__OBJECTIVE__. Can you convert every line of the items below into a numbered list, skipping blank lines and leaving the pictures out?

__MATERIAL SUPPLIED__.
* * *

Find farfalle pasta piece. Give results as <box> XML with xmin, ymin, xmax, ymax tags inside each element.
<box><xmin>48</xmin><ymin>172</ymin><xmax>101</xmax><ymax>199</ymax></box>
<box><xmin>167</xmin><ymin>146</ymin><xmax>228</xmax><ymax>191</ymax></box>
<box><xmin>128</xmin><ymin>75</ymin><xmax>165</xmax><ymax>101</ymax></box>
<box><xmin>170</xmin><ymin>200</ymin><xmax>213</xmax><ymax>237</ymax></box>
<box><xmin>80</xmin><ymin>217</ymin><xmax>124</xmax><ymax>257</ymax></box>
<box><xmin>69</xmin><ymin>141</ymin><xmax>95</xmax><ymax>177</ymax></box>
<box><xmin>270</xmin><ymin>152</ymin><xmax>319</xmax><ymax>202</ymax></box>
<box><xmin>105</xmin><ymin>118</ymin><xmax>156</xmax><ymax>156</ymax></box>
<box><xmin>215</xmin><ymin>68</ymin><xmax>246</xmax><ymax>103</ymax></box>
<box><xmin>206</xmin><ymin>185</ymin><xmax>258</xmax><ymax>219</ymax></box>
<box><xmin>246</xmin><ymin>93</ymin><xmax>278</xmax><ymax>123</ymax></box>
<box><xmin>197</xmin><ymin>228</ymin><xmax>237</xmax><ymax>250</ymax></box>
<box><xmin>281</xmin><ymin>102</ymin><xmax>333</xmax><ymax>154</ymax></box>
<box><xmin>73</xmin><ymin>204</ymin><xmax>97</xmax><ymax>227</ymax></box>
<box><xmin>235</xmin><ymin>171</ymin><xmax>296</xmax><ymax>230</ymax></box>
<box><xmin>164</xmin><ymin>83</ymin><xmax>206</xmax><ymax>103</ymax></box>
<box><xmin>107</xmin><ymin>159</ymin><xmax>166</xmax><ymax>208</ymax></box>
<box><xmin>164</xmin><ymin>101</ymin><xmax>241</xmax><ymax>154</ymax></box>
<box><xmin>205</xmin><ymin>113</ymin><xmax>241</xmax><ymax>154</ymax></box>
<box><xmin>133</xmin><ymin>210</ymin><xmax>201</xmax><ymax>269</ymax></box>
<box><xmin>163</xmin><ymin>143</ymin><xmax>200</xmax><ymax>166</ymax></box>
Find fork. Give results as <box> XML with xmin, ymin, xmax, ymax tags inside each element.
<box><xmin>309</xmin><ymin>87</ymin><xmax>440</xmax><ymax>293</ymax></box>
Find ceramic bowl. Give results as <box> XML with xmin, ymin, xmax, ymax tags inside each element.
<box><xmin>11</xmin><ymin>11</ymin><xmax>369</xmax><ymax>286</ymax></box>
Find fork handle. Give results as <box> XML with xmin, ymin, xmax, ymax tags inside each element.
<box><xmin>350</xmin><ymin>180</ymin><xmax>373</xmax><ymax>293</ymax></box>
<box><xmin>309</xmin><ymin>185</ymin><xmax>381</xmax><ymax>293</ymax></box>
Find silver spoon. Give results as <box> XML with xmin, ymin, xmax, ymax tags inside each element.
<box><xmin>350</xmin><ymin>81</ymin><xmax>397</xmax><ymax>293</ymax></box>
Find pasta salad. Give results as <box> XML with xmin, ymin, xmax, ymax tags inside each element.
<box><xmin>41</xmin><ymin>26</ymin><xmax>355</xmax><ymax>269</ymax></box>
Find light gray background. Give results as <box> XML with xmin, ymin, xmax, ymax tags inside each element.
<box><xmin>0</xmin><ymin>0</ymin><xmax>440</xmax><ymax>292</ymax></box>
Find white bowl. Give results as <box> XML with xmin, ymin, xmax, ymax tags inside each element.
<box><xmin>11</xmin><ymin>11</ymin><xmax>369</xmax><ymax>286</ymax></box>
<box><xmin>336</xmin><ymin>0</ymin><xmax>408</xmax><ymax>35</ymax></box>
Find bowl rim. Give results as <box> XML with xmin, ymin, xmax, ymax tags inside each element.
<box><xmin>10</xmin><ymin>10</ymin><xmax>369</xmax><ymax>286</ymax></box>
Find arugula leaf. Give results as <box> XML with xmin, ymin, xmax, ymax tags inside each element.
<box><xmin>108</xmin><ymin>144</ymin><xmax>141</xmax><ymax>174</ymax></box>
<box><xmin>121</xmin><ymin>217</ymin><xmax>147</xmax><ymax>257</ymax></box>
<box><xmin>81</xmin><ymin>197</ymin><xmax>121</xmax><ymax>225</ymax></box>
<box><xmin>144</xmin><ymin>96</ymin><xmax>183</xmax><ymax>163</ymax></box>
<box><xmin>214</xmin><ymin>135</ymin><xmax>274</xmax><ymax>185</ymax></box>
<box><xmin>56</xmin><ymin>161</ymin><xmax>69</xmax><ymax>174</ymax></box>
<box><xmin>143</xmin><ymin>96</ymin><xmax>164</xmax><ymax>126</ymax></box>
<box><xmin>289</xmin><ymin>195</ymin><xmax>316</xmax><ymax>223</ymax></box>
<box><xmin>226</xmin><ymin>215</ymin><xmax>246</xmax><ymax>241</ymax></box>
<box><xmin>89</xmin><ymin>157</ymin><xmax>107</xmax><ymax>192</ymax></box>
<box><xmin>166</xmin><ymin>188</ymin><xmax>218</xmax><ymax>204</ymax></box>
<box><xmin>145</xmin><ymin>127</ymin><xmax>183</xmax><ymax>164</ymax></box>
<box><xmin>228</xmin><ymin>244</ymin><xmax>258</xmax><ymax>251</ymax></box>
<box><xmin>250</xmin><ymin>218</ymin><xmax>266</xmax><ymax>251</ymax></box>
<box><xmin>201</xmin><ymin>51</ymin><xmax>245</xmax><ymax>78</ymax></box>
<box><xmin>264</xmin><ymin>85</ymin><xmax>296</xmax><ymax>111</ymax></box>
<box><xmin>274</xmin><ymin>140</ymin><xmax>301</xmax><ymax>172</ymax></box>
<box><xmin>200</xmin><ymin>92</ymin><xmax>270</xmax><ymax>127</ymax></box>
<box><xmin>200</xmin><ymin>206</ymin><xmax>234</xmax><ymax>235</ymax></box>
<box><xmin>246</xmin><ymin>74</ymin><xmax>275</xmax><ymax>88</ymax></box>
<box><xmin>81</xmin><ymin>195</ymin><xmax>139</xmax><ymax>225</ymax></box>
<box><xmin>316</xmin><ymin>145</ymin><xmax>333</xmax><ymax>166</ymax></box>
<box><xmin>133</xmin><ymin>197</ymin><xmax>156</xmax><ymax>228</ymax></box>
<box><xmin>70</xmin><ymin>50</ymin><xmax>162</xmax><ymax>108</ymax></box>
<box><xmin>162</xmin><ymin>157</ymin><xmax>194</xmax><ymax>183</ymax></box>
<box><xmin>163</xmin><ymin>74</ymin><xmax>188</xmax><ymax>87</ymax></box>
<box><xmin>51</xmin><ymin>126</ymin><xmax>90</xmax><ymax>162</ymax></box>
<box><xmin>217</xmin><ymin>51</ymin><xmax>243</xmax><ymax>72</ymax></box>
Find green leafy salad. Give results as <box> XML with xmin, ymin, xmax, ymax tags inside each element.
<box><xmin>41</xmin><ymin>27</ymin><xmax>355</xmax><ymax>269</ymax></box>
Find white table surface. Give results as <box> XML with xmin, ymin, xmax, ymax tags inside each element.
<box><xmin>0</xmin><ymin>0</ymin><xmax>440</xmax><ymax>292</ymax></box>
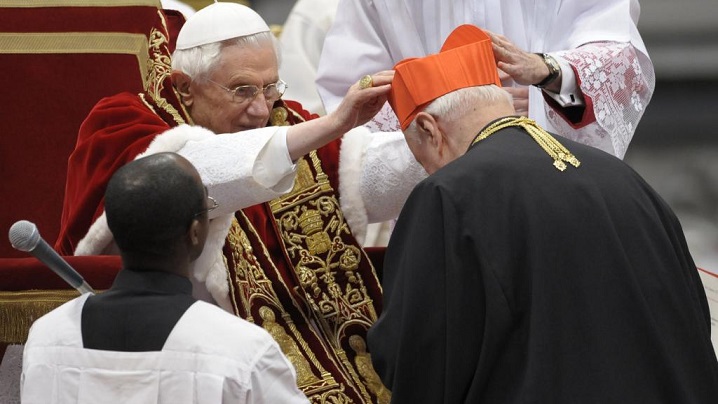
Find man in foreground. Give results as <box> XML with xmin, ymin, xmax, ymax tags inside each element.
<box><xmin>21</xmin><ymin>153</ymin><xmax>308</xmax><ymax>404</ymax></box>
<box><xmin>369</xmin><ymin>26</ymin><xmax>718</xmax><ymax>404</ymax></box>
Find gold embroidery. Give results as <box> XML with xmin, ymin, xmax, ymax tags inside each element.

* * *

__RESPONSE BELOW__.
1. Find farfalle pasta piece. Give results as <box> XML with xmin, ymin, xmax, ymax tags inside each element.
2. <box><xmin>48</xmin><ymin>172</ymin><xmax>101</xmax><ymax>199</ymax></box>
3. <box><xmin>167</xmin><ymin>146</ymin><xmax>228</xmax><ymax>191</ymax></box>
4. <box><xmin>128</xmin><ymin>75</ymin><xmax>165</xmax><ymax>101</ymax></box>
5. <box><xmin>170</xmin><ymin>200</ymin><xmax>213</xmax><ymax>237</ymax></box>
6. <box><xmin>80</xmin><ymin>217</ymin><xmax>124</xmax><ymax>257</ymax></box>
7. <box><xmin>69</xmin><ymin>141</ymin><xmax>95</xmax><ymax>177</ymax></box>
8. <box><xmin>270</xmin><ymin>152</ymin><xmax>319</xmax><ymax>202</ymax></box>
9. <box><xmin>105</xmin><ymin>118</ymin><xmax>156</xmax><ymax>156</ymax></box>
10. <box><xmin>215</xmin><ymin>68</ymin><xmax>246</xmax><ymax>103</ymax></box>
11. <box><xmin>206</xmin><ymin>185</ymin><xmax>258</xmax><ymax>219</ymax></box>
12. <box><xmin>246</xmin><ymin>93</ymin><xmax>278</xmax><ymax>123</ymax></box>
13. <box><xmin>197</xmin><ymin>228</ymin><xmax>237</xmax><ymax>250</ymax></box>
14. <box><xmin>281</xmin><ymin>102</ymin><xmax>333</xmax><ymax>154</ymax></box>
15. <box><xmin>73</xmin><ymin>204</ymin><xmax>97</xmax><ymax>227</ymax></box>
16. <box><xmin>235</xmin><ymin>171</ymin><xmax>296</xmax><ymax>230</ymax></box>
17. <box><xmin>164</xmin><ymin>83</ymin><xmax>206</xmax><ymax>103</ymax></box>
18. <box><xmin>107</xmin><ymin>159</ymin><xmax>166</xmax><ymax>208</ymax></box>
19. <box><xmin>164</xmin><ymin>101</ymin><xmax>241</xmax><ymax>154</ymax></box>
20. <box><xmin>205</xmin><ymin>113</ymin><xmax>241</xmax><ymax>154</ymax></box>
21. <box><xmin>133</xmin><ymin>210</ymin><xmax>201</xmax><ymax>269</ymax></box>
22. <box><xmin>163</xmin><ymin>143</ymin><xmax>200</xmax><ymax>166</ymax></box>
23. Find fork. Give results as <box> XML with xmin, ymin, xmax, ymax tags inside each element.
24. <box><xmin>309</xmin><ymin>87</ymin><xmax>440</xmax><ymax>293</ymax></box>
25. Find ceramic bowl. Give results as <box> XML with xmin, ymin, xmax, ymax tags inside each element.
26. <box><xmin>11</xmin><ymin>11</ymin><xmax>369</xmax><ymax>286</ymax></box>
27. Find fork handle. Give results as <box> XML with xmin, ymin, xmax, ymax tags inside each element.
28. <box><xmin>350</xmin><ymin>180</ymin><xmax>373</xmax><ymax>293</ymax></box>
29. <box><xmin>309</xmin><ymin>185</ymin><xmax>381</xmax><ymax>293</ymax></box>
30. Find silver spoon. Give results as <box> XML with xmin, ymin, xmax, ymax tags inside each element.
31. <box><xmin>350</xmin><ymin>81</ymin><xmax>397</xmax><ymax>293</ymax></box>
32. Find pasta salad. Give results as <box> XML with xmin, ymin, xmax, ymax tags inside each element.
33. <box><xmin>41</xmin><ymin>26</ymin><xmax>355</xmax><ymax>269</ymax></box>
34. Find light gray background. Give results as <box> XML with xmin, ymin, xmax, ymax tags inside each element.
35. <box><xmin>0</xmin><ymin>0</ymin><xmax>440</xmax><ymax>292</ymax></box>
36. Find white bowl. Give results as <box> XML with xmin, ymin, xmax, ymax tags inside each element.
37. <box><xmin>11</xmin><ymin>11</ymin><xmax>369</xmax><ymax>286</ymax></box>
38. <box><xmin>336</xmin><ymin>0</ymin><xmax>408</xmax><ymax>35</ymax></box>
39. Find bowl rim. Give results as <box> XML with xmin, ymin, xmax, ymax tags inside each element.
40. <box><xmin>10</xmin><ymin>10</ymin><xmax>369</xmax><ymax>286</ymax></box>
41. Find arugula leaf. Give results as <box> XML with xmin, ymin, xmax, ymax tags inside each element.
42. <box><xmin>108</xmin><ymin>144</ymin><xmax>141</xmax><ymax>174</ymax></box>
43. <box><xmin>121</xmin><ymin>217</ymin><xmax>147</xmax><ymax>257</ymax></box>
44. <box><xmin>81</xmin><ymin>197</ymin><xmax>121</xmax><ymax>225</ymax></box>
45. <box><xmin>144</xmin><ymin>96</ymin><xmax>183</xmax><ymax>163</ymax></box>
46. <box><xmin>214</xmin><ymin>135</ymin><xmax>274</xmax><ymax>185</ymax></box>
47. <box><xmin>56</xmin><ymin>161</ymin><xmax>69</xmax><ymax>174</ymax></box>
48. <box><xmin>143</xmin><ymin>96</ymin><xmax>164</xmax><ymax>126</ymax></box>
49. <box><xmin>289</xmin><ymin>195</ymin><xmax>316</xmax><ymax>223</ymax></box>
50. <box><xmin>226</xmin><ymin>215</ymin><xmax>246</xmax><ymax>241</ymax></box>
51. <box><xmin>89</xmin><ymin>157</ymin><xmax>107</xmax><ymax>192</ymax></box>
52. <box><xmin>166</xmin><ymin>188</ymin><xmax>218</xmax><ymax>204</ymax></box>
53. <box><xmin>145</xmin><ymin>127</ymin><xmax>183</xmax><ymax>164</ymax></box>
54. <box><xmin>228</xmin><ymin>244</ymin><xmax>258</xmax><ymax>251</ymax></box>
55. <box><xmin>250</xmin><ymin>218</ymin><xmax>266</xmax><ymax>251</ymax></box>
56. <box><xmin>201</xmin><ymin>51</ymin><xmax>245</xmax><ymax>78</ymax></box>
57. <box><xmin>264</xmin><ymin>85</ymin><xmax>296</xmax><ymax>111</ymax></box>
58. <box><xmin>274</xmin><ymin>140</ymin><xmax>301</xmax><ymax>172</ymax></box>
59. <box><xmin>200</xmin><ymin>92</ymin><xmax>270</xmax><ymax>127</ymax></box>
60. <box><xmin>200</xmin><ymin>206</ymin><xmax>234</xmax><ymax>235</ymax></box>
61. <box><xmin>246</xmin><ymin>74</ymin><xmax>275</xmax><ymax>88</ymax></box>
62. <box><xmin>81</xmin><ymin>195</ymin><xmax>139</xmax><ymax>225</ymax></box>
63. <box><xmin>316</xmin><ymin>145</ymin><xmax>333</xmax><ymax>166</ymax></box>
64. <box><xmin>133</xmin><ymin>197</ymin><xmax>156</xmax><ymax>228</ymax></box>
65. <box><xmin>70</xmin><ymin>50</ymin><xmax>162</xmax><ymax>108</ymax></box>
66. <box><xmin>162</xmin><ymin>157</ymin><xmax>194</xmax><ymax>183</ymax></box>
67. <box><xmin>163</xmin><ymin>74</ymin><xmax>188</xmax><ymax>87</ymax></box>
68. <box><xmin>51</xmin><ymin>126</ymin><xmax>90</xmax><ymax>162</ymax></box>
69. <box><xmin>217</xmin><ymin>51</ymin><xmax>243</xmax><ymax>72</ymax></box>
70. Find green leafy salad. Give results as <box> XML with xmin, ymin, xmax, ymax tags inside each element.
71. <box><xmin>41</xmin><ymin>27</ymin><xmax>355</xmax><ymax>269</ymax></box>
72. Find white table surface. Give results as <box> XML with xmin, ymin, xmax, ymax tags inside each element.
73. <box><xmin>0</xmin><ymin>0</ymin><xmax>440</xmax><ymax>292</ymax></box>
74. Find man in foreground. Give results as <box> XML with xmin, ymin, xmax, ymax tags inside each element.
75. <box><xmin>21</xmin><ymin>153</ymin><xmax>308</xmax><ymax>404</ymax></box>
76. <box><xmin>369</xmin><ymin>26</ymin><xmax>718</xmax><ymax>404</ymax></box>
77. Find gold embroidery. Give results as <box> XML with xmin, ymin, xmax, ymax tags inside each element.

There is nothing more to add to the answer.